- **EXERCISES TO COMPLETE**
(1) From the passage on piezoelectric array materials, quote the portion that begins at the words "1) Multilayer Design" and stops after the words "no polymer layers.".
(2) Answer these questions using the passage on piezoelectric array materials:
(a) What blade width was used in the dicing test?
(b) Which instrument was used for the electrical impedance measurements?
(c) In the three-layer design, how many times higher is the total element capacitance than for a single layer?
(3) Proceed with the passage on piezoelectric array materials, picking up after its final sentence.

- **PROVIDED TEXT**
To further examine the ability of the different materials to be processed into fine-scale arrays, a dicing test was conducted. Multiple cuts were made on a 1.0 mm thick by 7.0 mm wide plate of each material. The dicing depth was 0.75 mm; the blade width was 0.038 mm, and the feed rate was 2.0 mm/sec. Five cuts were made at each pitch, with pitches of 0.30, 0.26, 0.22, 0.19, 0.16, and 0.14 mm. Observations were made for dicing edge quality, micro-cracking, and any failure to maintain structural integrity.

2) Piezo Property Characterization

Piezoelectric material properties were measured using the resonance method [35]. Electrical impedance measurements were made to determine resonance frequencies and capacitance using an HP4194A Impedance Analyzer (Agilent Technologies, Santa Clara, CA). Resonator dimensions and plate mass were measured using standard calibrated lab instruments. Measurements were made on individual array element resonators cut from plates approximately 0.5 mm thick by 12 mm wide. In all cases, the width of the elements was made to be half the thickness. For each material, from four to eight samples were measured and the average values calculated.

B. Multilayer Ceramic and Composite Design, Fabrication, and Testing

Both ceramic and composite piezoelectric elements were investigated. For both materials, a multilayer structure was employed to increase the effective dielectric constant of the array elements. The configuration of the materials is described, as well as the fabrication process and characterization methods.

1) Multilayer Design

Fig. 2 shows the configuration for a three-layer composite. The individual layers are acoustically in series so that the entire structure resonates at a frequency close to a single layer of the same materials and configuration. The presence of a bond layer between the piezoceramic layers can add a series compliance that can affect resonance as well as coupling and loss, and therefore should be minimized. Each of the layers is electrically in parallel. Because each of the three layers is one-third the thickness of a single-layer device and there are three of them in parallel, the total element capacitance is nine times higher than for a single layer. Note that for a three-layer ceramic, the internal electrodes are the same, and there are no polymer layers.

Fig. 2.

Multilayer composite with three layers showing (a) the arrangement of the active piezoceramic and passive polymer materials, and the internal and external electrodes; (b) poling orientation of the three layers. Note that the signal is usually the bottom and ground the top electrode and that this is representative of a single element of an array that can have from 64 to 256 individual elements, each with an independent signal electrode and typically a common ground electrode.

- **Pointing and labeling entries**
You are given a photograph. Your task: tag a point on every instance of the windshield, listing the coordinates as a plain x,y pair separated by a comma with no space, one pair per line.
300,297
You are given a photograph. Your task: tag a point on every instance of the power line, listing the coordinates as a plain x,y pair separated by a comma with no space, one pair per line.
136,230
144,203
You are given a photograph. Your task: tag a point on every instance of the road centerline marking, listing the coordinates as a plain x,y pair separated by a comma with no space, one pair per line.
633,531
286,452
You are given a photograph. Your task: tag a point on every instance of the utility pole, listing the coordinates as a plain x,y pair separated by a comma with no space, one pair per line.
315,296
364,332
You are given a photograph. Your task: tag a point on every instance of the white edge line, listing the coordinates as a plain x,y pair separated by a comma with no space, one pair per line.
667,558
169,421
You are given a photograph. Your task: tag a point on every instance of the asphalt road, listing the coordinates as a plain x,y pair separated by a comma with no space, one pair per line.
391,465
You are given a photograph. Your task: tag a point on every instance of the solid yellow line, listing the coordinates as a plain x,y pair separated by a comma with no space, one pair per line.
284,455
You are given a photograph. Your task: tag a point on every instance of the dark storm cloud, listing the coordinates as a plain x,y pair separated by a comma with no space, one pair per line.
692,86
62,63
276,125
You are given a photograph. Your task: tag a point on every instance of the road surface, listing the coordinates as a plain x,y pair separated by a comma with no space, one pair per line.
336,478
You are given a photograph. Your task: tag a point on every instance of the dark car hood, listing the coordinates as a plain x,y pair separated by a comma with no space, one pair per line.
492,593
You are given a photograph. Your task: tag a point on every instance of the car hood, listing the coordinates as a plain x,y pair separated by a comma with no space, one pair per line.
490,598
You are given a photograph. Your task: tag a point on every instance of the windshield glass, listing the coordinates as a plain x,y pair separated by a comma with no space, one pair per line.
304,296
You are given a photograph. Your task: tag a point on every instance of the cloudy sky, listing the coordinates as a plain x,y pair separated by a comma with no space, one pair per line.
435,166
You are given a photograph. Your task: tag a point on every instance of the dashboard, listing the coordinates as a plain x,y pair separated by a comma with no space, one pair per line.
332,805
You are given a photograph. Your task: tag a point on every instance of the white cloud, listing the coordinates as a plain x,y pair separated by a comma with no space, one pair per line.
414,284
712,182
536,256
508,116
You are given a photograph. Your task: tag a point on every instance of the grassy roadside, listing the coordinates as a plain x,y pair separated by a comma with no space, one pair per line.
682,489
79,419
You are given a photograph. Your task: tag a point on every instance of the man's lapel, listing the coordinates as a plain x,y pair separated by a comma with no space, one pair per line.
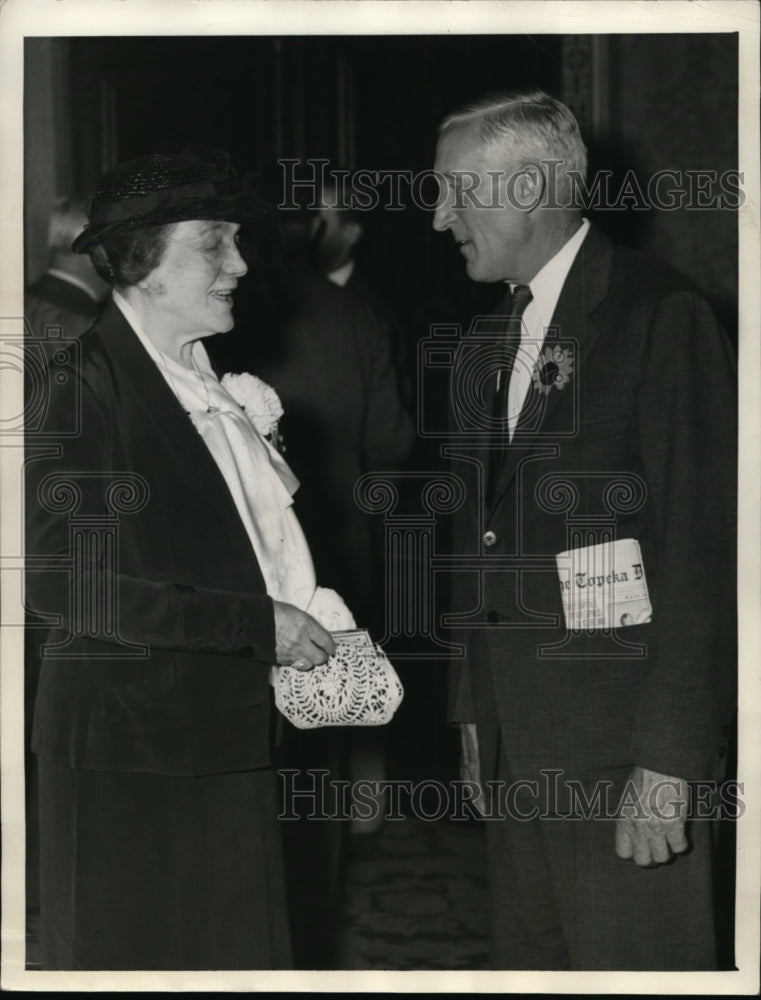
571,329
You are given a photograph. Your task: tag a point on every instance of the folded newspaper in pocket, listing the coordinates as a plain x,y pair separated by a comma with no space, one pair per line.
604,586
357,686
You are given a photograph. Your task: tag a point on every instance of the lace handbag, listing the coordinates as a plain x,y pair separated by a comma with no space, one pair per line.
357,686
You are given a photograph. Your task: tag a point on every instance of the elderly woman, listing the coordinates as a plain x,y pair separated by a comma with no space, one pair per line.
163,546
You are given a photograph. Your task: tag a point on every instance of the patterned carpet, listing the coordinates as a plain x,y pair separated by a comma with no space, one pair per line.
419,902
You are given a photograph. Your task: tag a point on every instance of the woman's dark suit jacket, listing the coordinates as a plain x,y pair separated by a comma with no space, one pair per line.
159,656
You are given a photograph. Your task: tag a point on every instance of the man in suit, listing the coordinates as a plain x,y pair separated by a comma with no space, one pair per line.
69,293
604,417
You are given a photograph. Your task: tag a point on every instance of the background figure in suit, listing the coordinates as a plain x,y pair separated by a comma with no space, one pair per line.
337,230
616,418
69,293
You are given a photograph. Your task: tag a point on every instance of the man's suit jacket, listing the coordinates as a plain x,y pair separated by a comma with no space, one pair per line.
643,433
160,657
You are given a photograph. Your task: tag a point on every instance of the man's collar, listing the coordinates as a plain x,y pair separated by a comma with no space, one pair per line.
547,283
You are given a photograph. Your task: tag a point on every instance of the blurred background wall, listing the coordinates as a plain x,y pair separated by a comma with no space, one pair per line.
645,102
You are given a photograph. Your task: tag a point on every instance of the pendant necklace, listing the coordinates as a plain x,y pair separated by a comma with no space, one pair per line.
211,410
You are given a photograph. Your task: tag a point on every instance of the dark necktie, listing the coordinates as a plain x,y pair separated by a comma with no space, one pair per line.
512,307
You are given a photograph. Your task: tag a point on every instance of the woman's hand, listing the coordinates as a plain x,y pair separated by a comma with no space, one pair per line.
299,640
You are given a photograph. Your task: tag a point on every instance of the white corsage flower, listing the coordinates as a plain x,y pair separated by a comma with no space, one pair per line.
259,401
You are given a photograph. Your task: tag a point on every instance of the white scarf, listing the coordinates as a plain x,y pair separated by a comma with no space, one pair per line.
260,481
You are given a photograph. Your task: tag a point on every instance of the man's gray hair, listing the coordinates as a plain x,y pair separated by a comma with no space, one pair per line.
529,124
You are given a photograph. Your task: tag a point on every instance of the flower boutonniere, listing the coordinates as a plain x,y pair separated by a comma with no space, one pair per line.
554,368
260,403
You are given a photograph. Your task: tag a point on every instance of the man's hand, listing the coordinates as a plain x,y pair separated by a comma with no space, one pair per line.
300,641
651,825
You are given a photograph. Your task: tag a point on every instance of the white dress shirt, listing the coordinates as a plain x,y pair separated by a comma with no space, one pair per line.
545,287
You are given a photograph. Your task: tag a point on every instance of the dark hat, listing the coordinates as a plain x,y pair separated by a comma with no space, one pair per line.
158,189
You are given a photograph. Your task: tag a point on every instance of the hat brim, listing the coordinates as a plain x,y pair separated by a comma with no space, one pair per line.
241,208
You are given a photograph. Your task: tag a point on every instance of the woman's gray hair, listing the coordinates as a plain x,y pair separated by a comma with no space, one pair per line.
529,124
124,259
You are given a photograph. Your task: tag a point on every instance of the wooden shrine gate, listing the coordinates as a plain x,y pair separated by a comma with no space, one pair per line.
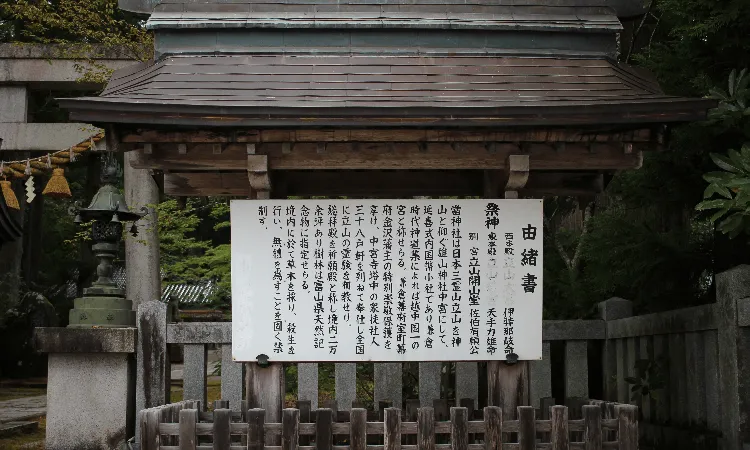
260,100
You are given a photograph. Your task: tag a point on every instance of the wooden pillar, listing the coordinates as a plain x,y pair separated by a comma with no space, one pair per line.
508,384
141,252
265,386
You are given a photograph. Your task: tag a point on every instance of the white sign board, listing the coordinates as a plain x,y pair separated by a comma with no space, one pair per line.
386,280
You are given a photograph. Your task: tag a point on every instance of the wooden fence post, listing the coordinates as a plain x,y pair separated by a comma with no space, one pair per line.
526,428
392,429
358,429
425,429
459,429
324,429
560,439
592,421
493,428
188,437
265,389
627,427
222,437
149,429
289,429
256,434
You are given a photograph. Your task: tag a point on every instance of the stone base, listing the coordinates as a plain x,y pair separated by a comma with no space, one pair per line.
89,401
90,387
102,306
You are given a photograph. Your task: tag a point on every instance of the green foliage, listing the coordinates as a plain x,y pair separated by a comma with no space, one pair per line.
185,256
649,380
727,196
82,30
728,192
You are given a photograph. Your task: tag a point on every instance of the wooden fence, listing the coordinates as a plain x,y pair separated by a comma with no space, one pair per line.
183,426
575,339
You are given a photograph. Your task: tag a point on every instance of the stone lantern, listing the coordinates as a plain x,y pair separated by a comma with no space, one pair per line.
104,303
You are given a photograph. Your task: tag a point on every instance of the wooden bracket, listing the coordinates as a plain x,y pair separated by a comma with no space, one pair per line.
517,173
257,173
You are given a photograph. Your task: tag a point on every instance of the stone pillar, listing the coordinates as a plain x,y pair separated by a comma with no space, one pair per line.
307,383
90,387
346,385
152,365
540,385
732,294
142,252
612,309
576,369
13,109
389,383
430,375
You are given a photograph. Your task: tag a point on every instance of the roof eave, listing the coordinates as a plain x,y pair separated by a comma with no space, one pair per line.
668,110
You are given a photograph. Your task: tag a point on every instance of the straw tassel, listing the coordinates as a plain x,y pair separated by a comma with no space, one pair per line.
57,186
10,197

- **EXPECTED RESULTS**
(1)
1) Multilayer Design

Fig. 2 shows the configuration for a three-layer composite. The individual layers are acoustically in series so that the entire structure resonates at a frequency close to a single layer of the same materials and configuration. The presence of a bond layer between the piezoceramic layers can add a series compliance that can affect resonance as well as coupling and loss, and therefore should be minimized. Each of the layers is electrically in parallel. Because each of the three layers is one-third the thickness of a single-layer device and there are three of them in parallel, the total element capacitance is nine times higher than for a single layer. Note that for a three-layer ceramic, the internal electrodes are the same, and there are no polymer layers.

(2)
(a) 0.038 mm
(b) An HP4194A Impedance Analyzer (Agilent Technologies, Santa Clara, CA)
(c) Nine times higher

(3)
2) Multilayer Fabrication

Fig. 3 shows the individual plates before bonding. For composites, each of the plates is a 2–2 composite [23] with ceramic and polymer strips running in a direction perpendicular to the direction in which the elements are later diced. Each of the layers is prepared individually from a plate of bulk piezoceramic. For the composites, plates were formed using the dice- and-fill method [25]. The piezoceramic volume fraction was 70%, with a pitch of 0.3 mm. The polymer was loaded with small hollow glass spheres [Sphericel 110P8, ρ = 1.1 g/mL, mean particle size 12 μm, Potters Industries, Malvern, PA] to increase the shear velocity in the passive regions, resulting in more uniform surface velocity across the face of the structure. To minimize the bond layer thickness between the layers, it is necessary for the plates to be very flat with minimal surface roughness. This was accomplished by using a 2-sided planetary lapping machine (Model PR1, PR Hoffman Machine Company, Inc., Carlisle, PA) to both lap and polish the plates. The target thickness of each layer was chosen so that the series resonance frequency, f_s, of the completed multilayer was around 3.4 MHz. To accomplish this, each layer was approximately 0.14 mm thick.

Fig. 3.

Multilayer composite with three layers showing: (a) three individual plates before bonding; and (b) multiple three-layer composite elements formed after the bonding operation. For the 3-layer composites, the pitch in the elevation direction is 0.44 mm, and the passive kerf is 0.15 mm, for a 65% volume fraction of active piezo. Total thickness of the 3-layer stack for a 3.4-MHz operating frequency is approximately 0.42 mm.

The individual plates are cut to size so that the location of the active strips relative to the edge of each piece is consistent. This aids the alignment of the separate layers during bonding, resulting in a cleaner resonance and improved performance. One side of each plate had no electrode over it; the other had an electrode over it so that connection to the outer layer could be made after the layers were bonded. The wrap around electrode was formed after bonding of the layers by sputtering metal on the outside, being careful to mask or remove the electrode to prevent the inadvertent connection of signal and ground.

3) Multilayer Characterization

The multilayer ceramics and composites were evaluated for piezoelectric performance using the same testing done on the bulk materials. For each of the multilayers, from four to eight array element resonators were sectioned from the ends of the plates. In this case ε₃₃^S is the effective relative clamped dielectric constant of an element, as if it were composed of a single layer of monolithic material. The clamped value is quoted because it determines the electrical operating impedance of the transducer. A comparison is made between the measured ε₃₃^S and that calculated theoretically based on three parallel composite layers of material with a dielectric constant as measured for the bulk material. In addition, an SEM was used to determine the bond layer thickness and the degree of misalignment between the ceramic regions in the composite.

C. Array Acoustic Design and Modeling Using Multilayers

The measured properties of the bulk piezoceramic and the ceramic and composite multilayers were used to predict the performance of arrays with a center operating frequency of 3.4 MHz. The KLM model was used to predict the performance of a typical imaging array that includes a backing, piezoceramic element, and two front matching layers. This model was implemented in Mathcad (Parametric Technology Corp., Needham, MA) using custom code. In addition to predicting typical array performance characteristics such as bandwidth and sensitivity, this approach also estimated overall transmit efficiency and power dissipation in every layer of the model.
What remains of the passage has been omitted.